--- DOCUMENT EXCERPT ---

Content starts

- Date(s): Last full weekend of September
- Frequency: Annual
- Location(s): Brighton, Ontario, Canada
- Years active: 50–51
- Attendance: 20,000
- Organised by: Municipality of Brighton
- Website: www.brighton.ca/en/discover-brighton/applefest.aspx

= Brighton Applefest =

Food festival in Ontario, Canada

The Brighton Applefest was created in 1975 by the merchants of Brighton, Ontario, Canada to promote the Brighton area, and the apple-based culture around it.

In 2020 and 2021, the festival was cancelled due to COVID-19. It returned in 2022.

It is now Brighton's largest yearly event, taking place annually during the last full week of September. Applefest can draw up to 30,000 visitors with at least 20,000 visitors.

Content ends

--- INFORMATION GIVEN ---
Content starts

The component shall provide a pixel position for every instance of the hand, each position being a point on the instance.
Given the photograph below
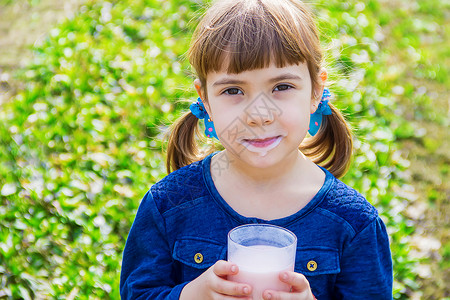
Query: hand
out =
(300, 288)
(212, 284)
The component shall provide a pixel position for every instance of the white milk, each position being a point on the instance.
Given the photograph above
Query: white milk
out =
(260, 267)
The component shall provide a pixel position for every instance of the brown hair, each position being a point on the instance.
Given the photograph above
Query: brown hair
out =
(250, 34)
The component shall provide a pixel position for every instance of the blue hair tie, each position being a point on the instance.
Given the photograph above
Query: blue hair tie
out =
(198, 110)
(323, 109)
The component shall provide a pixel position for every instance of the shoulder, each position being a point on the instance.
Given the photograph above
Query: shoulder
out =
(349, 205)
(180, 186)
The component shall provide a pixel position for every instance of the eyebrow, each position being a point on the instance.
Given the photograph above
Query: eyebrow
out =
(274, 79)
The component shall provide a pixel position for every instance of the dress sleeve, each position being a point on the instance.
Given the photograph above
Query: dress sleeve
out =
(366, 266)
(147, 271)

Content ends

--- WHAT TO WORK ON ---
(A) Answer these questions from the Brighton Applefest text, one line each:
(i) Who organizes the festival?
(ii) In what year was it created, and by whom?
(iii) Which years was it cancelled, and in what year did it return?
(B) In the Brighton Applefest text, take the stretch from "The Brighton Applefest" through "returned in 2022." and write it out again with "merchants" switched to "residents".
(C) Continue the text about Brighton Applefest from where it stops.

--- SOLVED PROBLEMS ---
(A)
(i) The Municipality of Brighton.
(ii) In 1975, by the merchants of Brighton, Ontario, Canada.
(iii) It was cancelled in 2020 and 2021 and returned in 2022.

(B)
The Brighton Applefest was created in 1975 by the residents of Brighton, Ontario, Canada to promote the Brighton area, and the apple-based culture around it.

In 2020 and 2021, the festival was cancelled due to COVID-19. It returned in 2022.

(C)
The festival offers a variety of attractions. Its primary draw is its parade, and a street festival featuring fresh foods and local crafts. Other attractions include hayrides, a classic car show, live music, Kinsmen pancake breakfast, a firework show, and a children's amusement park. Vendors can be found around town selling local arts and crafts.

Helicopter rides of Brighton are offered on Friday, Saturday and Sunday. Shuttle bus service has been offered due to congestion and lack of parking.